*Short task:* What follows is a block of records; reproduce all of it verbatim.

*Records shown:*
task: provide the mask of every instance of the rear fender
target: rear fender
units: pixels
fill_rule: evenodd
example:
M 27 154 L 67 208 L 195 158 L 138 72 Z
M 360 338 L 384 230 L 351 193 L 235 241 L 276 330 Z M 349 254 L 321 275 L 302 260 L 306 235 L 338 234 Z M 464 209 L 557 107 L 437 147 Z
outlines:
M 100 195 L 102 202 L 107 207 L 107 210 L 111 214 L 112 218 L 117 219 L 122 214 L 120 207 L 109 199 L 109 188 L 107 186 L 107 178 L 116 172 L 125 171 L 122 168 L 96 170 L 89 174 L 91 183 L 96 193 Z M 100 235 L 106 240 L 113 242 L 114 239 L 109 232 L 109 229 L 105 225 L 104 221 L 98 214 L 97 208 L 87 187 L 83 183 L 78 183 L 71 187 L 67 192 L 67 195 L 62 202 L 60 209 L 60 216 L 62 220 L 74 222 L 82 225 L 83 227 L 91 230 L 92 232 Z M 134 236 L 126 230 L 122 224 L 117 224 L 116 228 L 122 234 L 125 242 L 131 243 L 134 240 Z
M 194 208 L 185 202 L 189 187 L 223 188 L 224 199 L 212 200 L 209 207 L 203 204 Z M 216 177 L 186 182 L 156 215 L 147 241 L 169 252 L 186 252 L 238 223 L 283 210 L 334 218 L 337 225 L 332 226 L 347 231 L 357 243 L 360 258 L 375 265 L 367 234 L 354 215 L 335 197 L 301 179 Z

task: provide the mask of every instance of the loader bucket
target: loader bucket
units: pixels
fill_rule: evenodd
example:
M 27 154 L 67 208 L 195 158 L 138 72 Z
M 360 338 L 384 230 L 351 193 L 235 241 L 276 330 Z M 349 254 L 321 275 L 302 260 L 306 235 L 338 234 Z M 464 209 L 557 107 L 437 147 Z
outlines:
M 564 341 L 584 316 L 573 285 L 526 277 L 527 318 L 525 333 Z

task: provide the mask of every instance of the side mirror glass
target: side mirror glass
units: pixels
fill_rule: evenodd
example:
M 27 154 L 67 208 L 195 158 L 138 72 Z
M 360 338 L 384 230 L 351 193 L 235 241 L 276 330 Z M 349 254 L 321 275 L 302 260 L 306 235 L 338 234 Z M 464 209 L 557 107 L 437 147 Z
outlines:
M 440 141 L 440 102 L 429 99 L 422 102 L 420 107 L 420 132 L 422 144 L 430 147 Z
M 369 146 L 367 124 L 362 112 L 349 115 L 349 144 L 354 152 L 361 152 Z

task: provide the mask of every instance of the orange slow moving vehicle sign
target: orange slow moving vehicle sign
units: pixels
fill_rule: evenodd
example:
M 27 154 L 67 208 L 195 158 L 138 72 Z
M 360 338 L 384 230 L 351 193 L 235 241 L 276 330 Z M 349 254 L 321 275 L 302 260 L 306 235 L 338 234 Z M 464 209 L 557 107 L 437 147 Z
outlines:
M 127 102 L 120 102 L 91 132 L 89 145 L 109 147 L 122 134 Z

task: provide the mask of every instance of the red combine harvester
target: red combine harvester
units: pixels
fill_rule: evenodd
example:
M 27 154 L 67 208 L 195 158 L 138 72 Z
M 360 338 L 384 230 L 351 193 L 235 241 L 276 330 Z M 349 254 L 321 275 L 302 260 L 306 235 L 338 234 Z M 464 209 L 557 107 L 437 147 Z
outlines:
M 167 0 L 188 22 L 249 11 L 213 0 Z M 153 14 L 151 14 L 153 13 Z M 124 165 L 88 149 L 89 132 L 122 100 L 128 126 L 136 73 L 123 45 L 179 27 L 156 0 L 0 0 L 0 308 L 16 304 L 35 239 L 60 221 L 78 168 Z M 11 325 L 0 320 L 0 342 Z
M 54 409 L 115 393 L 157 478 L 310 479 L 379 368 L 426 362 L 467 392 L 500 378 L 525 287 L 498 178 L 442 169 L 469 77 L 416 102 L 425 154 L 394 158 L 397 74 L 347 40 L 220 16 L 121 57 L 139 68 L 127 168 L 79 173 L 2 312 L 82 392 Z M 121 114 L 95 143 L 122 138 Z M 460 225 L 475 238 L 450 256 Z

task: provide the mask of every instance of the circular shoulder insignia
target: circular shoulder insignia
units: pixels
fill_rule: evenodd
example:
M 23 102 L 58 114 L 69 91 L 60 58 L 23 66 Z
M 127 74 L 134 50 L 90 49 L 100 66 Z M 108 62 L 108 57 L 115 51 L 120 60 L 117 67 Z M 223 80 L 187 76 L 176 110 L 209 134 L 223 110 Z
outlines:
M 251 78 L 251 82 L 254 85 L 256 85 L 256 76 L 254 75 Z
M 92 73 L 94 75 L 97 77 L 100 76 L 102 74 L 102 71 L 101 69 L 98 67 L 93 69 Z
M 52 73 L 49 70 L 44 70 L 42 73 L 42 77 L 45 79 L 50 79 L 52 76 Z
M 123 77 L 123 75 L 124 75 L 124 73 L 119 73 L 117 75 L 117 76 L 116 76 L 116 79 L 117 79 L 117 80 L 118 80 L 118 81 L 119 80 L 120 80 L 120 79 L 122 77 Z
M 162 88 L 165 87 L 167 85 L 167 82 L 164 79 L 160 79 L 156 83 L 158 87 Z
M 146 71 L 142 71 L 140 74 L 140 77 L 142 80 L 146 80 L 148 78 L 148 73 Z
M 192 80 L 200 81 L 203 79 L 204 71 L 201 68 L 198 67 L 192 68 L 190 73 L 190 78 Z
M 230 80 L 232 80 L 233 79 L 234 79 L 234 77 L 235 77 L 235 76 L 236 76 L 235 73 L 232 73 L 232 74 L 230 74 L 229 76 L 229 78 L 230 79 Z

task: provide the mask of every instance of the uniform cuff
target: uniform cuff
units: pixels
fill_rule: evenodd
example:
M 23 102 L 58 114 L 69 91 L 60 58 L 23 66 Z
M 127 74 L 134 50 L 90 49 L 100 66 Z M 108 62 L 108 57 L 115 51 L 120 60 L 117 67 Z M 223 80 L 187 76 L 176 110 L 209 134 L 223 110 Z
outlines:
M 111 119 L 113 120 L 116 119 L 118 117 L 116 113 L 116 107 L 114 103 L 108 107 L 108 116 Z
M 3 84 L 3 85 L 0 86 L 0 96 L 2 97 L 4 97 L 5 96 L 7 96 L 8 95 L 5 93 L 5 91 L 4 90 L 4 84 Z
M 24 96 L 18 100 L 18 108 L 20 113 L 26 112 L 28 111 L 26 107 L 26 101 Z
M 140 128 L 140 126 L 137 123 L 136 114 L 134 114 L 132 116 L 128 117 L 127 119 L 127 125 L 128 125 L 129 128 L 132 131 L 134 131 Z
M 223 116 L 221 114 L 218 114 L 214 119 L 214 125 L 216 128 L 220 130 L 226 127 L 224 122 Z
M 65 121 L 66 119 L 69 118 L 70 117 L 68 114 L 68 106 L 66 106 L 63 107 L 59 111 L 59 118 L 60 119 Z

*Result of this task:*
task: provide the mask of every instance of the rear fender
target: rear fender
units: pixels
fill_rule: evenodd
example:
M 27 154 L 67 208 L 195 158 L 138 72 Z
M 360 338 L 384 230 L 351 193 L 235 241 L 276 330 Z M 349 254 L 321 275 L 302 260 L 306 235 L 338 234 Z M 464 209 L 557 107 L 437 147 Z
outlines:
M 100 195 L 102 202 L 107 207 L 107 210 L 111 214 L 112 218 L 117 219 L 122 214 L 120 207 L 109 199 L 109 188 L 107 186 L 107 178 L 116 172 L 125 171 L 122 168 L 96 170 L 89 174 L 91 183 L 96 193 Z M 100 235 L 106 240 L 113 242 L 114 239 L 109 232 L 109 229 L 105 225 L 104 221 L 98 214 L 97 208 L 87 187 L 83 183 L 78 183 L 71 187 L 67 192 L 67 195 L 62 202 L 60 209 L 60 216 L 62 220 L 74 222 L 82 225 L 83 227 L 91 230 L 92 232 Z M 134 236 L 126 230 L 122 224 L 117 224 L 116 228 L 122 234 L 125 242 L 131 243 L 134 240 Z
M 194 208 L 185 202 L 189 187 L 223 188 L 224 199 L 212 200 L 209 207 L 203 204 Z M 216 177 L 186 182 L 156 215 L 147 241 L 169 252 L 186 252 L 238 223 L 283 210 L 334 218 L 337 225 L 332 226 L 347 231 L 357 243 L 360 258 L 375 265 L 367 234 L 354 215 L 335 197 L 301 179 Z

task: provide the mask of every instance of the loader bucket
target: loader bucket
units: pixels
fill_rule: evenodd
example:
M 27 154 L 67 208 L 195 158 L 138 72 Z
M 360 338 L 384 230 L 351 193 L 235 241 L 276 330 Z M 349 254 L 321 275 L 302 260 L 306 235 L 338 234 Z M 464 209 L 557 107 L 437 147 Z
outlines:
M 564 341 L 584 316 L 573 285 L 526 277 L 527 318 L 525 333 Z

task: provide the mask of every instance of the side mirror glass
target: side mirror glass
units: pixels
fill_rule: evenodd
example:
M 27 154 L 67 208 L 195 158 L 138 72 Z
M 360 338 L 384 230 L 351 193 L 235 241 L 276 330 Z M 349 254 L 321 275 L 302 260 L 306 235 L 338 234 Z M 464 209 L 557 107 L 437 147 Z
outlines:
M 440 141 L 440 102 L 429 99 L 422 102 L 420 107 L 420 132 L 422 144 L 430 147 Z
M 369 146 L 367 124 L 362 112 L 349 115 L 349 144 L 354 152 L 361 152 Z

task: provide the mask of every instance of the orange slow moving vehicle sign
target: orange slow moving vehicle sign
units: pixels
fill_rule: evenodd
example:
M 27 154 L 67 208 L 195 158 L 138 72 Z
M 360 338 L 384 230 L 351 193 L 235 241 L 276 330 Z M 349 254 L 321 275 L 302 260 L 306 235 L 338 234 Z M 464 209 L 557 107 L 437 147 Z
outlines:
M 127 102 L 120 102 L 91 132 L 89 145 L 109 147 L 122 134 Z

task: provide the mask of every instance of the red combine harvester
target: red combine harvester
units: pixels
fill_rule: evenodd
example:
M 27 154 L 67 208 L 195 158 L 138 72 Z
M 360 338 L 384 230 L 351 193 L 235 241 L 276 330 Z M 349 254 L 321 275 L 302 260 L 306 235 L 338 234 Z M 464 209 L 557 107 L 437 147 Z
outlines:
M 167 0 L 188 22 L 249 11 L 213 0 Z M 153 14 L 151 14 L 153 13 Z M 124 165 L 88 149 L 89 132 L 122 100 L 128 126 L 136 73 L 123 45 L 179 27 L 156 0 L 0 0 L 0 308 L 16 304 L 35 239 L 60 221 L 78 168 Z M 11 325 L 0 320 L 0 342 Z
M 54 409 L 115 393 L 157 478 L 310 479 L 379 368 L 426 362 L 467 392 L 500 378 L 525 287 L 498 178 L 442 169 L 469 77 L 416 102 L 425 154 L 394 158 L 397 74 L 347 40 L 220 16 L 121 57 L 139 68 L 127 168 L 79 173 L 2 312 L 82 392 Z M 121 114 L 95 143 L 122 138 Z M 460 225 L 475 238 L 450 256 Z

task: provide the mask of every instance of the circular shoulder insignia
target: circular shoulder insignia
units: pixels
fill_rule: evenodd
example:
M 23 102 L 58 114 L 69 91 L 60 58 L 23 66 Z
M 127 74 L 134 50 L 90 49 L 100 66 Z M 108 62 L 108 57 L 115 51 L 120 60 L 117 67 Z M 223 80 L 187 76 L 176 110 L 209 134 L 223 110 Z
outlines:
M 251 78 L 251 82 L 254 85 L 256 85 L 256 76 L 254 75 Z
M 92 73 L 94 75 L 97 77 L 100 76 L 102 74 L 102 71 L 101 69 L 98 67 L 93 69 Z
M 52 73 L 49 70 L 44 70 L 42 73 L 42 77 L 45 79 L 50 79 L 52 76 Z
M 123 77 L 123 75 L 124 75 L 124 73 L 119 73 L 117 75 L 117 76 L 116 76 L 116 79 L 117 79 L 117 80 L 118 80 L 118 81 L 119 80 L 120 80 L 120 79 L 122 77 Z
M 162 88 L 165 87 L 167 85 L 167 82 L 164 79 L 160 79 L 156 83 L 158 87 Z
M 146 71 L 142 71 L 140 74 L 140 77 L 142 80 L 146 80 L 148 78 L 148 73 Z
M 192 80 L 200 81 L 203 79 L 204 71 L 201 68 L 198 67 L 192 68 L 190 73 L 190 78 Z
M 230 80 L 232 80 L 233 79 L 234 79 L 234 77 L 235 77 L 235 76 L 236 76 L 235 73 L 232 73 L 232 74 L 230 74 L 229 76 L 229 78 L 230 79 Z

task: provide the mask of every instance of the uniform cuff
target: uniform cuff
units: pixels
fill_rule: evenodd
example:
M 23 102 L 58 114 L 69 91 L 60 58 L 23 66 Z
M 127 74 L 134 50 L 90 49 L 100 66 Z M 108 62 L 108 57 L 115 51 L 120 60 L 117 67 Z M 223 80 L 187 76 L 176 110 L 209 134 L 223 110 Z
outlines:
M 111 119 L 113 120 L 116 119 L 118 117 L 116 113 L 116 107 L 114 103 L 108 107 L 108 116 Z
M 3 84 L 3 85 L 0 86 L 0 96 L 2 97 L 4 97 L 5 96 L 7 96 L 8 95 L 5 93 L 5 91 L 4 90 L 4 84 Z
M 24 96 L 18 100 L 18 108 L 20 113 L 26 112 L 28 111 L 26 107 L 26 101 Z
M 140 128 L 140 126 L 137 123 L 136 114 L 134 114 L 132 116 L 128 117 L 127 119 L 127 125 L 128 125 L 129 128 L 132 131 L 134 131 Z
M 223 116 L 221 114 L 218 114 L 214 119 L 214 125 L 216 128 L 220 130 L 226 127 L 224 122 Z
M 65 121 L 66 119 L 69 118 L 70 117 L 68 114 L 68 106 L 66 106 L 63 107 L 59 111 L 59 118 L 60 119 Z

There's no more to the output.